**WHAT YOU NEED TO DO**
Recast the entries below as a Markdown table with the columns No. and Line. Give each line a row number and leave out blank lines.

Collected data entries
......

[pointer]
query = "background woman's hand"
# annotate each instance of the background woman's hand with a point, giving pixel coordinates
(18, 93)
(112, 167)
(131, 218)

......

**RESPONSE TO THIS TASK**
| No. | Line |
|---|---|
| 1 | [pointer] |
| 2 | query = "background woman's hand" |
| 3 | # annotate each instance of the background woman's hand with a point, giving pixel coordinates |
| 4 | (18, 93) |
| 5 | (112, 167) |
| 6 | (131, 218) |